▶ Records supplied:
>> Begin
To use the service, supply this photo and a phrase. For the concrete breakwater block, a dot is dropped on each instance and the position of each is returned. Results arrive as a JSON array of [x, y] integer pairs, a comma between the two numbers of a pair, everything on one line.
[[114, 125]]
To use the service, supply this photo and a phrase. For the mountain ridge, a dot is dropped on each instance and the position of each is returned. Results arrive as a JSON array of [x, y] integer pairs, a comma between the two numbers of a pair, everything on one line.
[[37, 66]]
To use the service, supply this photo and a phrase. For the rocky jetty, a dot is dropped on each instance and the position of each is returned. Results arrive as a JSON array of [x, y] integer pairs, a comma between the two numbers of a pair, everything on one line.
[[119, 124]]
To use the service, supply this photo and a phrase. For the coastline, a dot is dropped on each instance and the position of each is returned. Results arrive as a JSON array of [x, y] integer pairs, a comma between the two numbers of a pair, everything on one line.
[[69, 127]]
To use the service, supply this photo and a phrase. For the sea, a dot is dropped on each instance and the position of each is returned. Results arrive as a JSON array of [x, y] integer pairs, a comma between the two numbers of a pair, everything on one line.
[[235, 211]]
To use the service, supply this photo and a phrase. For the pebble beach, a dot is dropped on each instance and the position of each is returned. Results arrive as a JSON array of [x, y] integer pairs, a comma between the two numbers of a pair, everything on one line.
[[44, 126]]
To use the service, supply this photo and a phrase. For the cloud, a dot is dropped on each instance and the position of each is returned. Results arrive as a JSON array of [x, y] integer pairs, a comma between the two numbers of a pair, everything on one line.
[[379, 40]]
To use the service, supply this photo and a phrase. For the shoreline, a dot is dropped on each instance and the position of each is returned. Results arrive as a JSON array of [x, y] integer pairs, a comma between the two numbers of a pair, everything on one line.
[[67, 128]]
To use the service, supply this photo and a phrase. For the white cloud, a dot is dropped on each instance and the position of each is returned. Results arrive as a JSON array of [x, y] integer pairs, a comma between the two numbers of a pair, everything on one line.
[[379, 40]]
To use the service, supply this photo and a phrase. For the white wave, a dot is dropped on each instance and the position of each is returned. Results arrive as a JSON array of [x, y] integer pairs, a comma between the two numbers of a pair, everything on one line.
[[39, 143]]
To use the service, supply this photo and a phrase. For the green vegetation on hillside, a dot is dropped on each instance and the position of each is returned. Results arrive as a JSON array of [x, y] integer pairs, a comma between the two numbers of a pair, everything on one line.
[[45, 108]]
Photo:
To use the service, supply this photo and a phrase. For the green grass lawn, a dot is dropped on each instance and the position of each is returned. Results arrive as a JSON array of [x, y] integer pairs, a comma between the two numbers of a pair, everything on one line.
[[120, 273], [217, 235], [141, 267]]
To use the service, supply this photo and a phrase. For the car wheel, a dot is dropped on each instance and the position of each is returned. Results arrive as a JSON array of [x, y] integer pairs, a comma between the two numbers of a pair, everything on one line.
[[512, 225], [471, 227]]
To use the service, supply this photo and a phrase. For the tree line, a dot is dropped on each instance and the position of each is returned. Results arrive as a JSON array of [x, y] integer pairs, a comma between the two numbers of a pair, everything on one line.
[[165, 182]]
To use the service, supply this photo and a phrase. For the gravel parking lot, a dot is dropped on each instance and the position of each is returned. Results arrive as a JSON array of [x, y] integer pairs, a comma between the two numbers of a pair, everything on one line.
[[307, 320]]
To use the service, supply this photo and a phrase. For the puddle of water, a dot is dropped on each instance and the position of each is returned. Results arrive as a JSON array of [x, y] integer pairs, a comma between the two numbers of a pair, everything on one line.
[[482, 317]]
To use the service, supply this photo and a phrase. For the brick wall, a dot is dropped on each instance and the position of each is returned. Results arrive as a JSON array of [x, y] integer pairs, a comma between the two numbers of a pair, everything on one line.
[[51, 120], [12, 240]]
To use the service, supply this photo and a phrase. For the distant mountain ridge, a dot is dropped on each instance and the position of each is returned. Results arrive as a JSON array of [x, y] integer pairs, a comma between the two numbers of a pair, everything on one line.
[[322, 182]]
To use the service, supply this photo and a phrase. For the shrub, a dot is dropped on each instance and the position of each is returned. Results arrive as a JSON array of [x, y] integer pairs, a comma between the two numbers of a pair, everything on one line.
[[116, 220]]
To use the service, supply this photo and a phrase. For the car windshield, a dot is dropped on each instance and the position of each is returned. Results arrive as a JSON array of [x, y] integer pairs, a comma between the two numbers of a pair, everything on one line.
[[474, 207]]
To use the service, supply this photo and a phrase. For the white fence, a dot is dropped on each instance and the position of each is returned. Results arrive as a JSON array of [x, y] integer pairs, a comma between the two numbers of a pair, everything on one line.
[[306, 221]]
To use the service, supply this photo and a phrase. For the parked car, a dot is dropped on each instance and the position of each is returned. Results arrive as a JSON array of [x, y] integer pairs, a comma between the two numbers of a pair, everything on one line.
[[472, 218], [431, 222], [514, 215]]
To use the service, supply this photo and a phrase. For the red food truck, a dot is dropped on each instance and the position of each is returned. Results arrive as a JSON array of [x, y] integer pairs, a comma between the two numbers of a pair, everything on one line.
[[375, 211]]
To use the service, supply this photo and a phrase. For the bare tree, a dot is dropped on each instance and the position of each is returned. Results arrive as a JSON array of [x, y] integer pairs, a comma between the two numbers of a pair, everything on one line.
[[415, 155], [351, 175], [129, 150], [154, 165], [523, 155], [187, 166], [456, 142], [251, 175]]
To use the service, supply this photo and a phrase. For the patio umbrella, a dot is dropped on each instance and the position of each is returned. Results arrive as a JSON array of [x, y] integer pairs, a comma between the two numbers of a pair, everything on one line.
>> End
▶ Task brief:
Edit the records starting with the line containing "For the parked" and going on through the end of the records: replace "a dot" with "a marker" and keep everything else unchanged.

▶ Task answer:
To use the service, supply this photo and a phrase. For the parked car, a marker is dropped on each instance and the position of each is returned. Results arrive as a JSON array of [x, y] integer pairs, a comma between the two numbers of a pair, everything on one line.
[[472, 218], [431, 222], [514, 215]]
To use the service, supply this photo and a phrase. For the red food truck, a marker is dropped on each instance and the position of each is returned. Results arrive as a JSON array of [x, y] integer pairs, a comma between the two numbers of a pair, everything on one line.
[[375, 211]]
To use the service, supply this photo and a phrase. For the bare tree, a marker is dropped on each instance and the position of each is returned. Results arrive as a JSON array of [x, y] integer pairs, a comma between the two numbers of a pair, everything on one line.
[[415, 155], [351, 175], [129, 150], [154, 165], [523, 155], [187, 166], [456, 142], [251, 175]]
To use the service, supply this photo and a phrase. For the patio umbrella, a marker is dropped on each instance and the position of each is returned. Results arrive as a JSON array of [x, y] integer pairs, a comma between the two numbers of a pair, everything on one line.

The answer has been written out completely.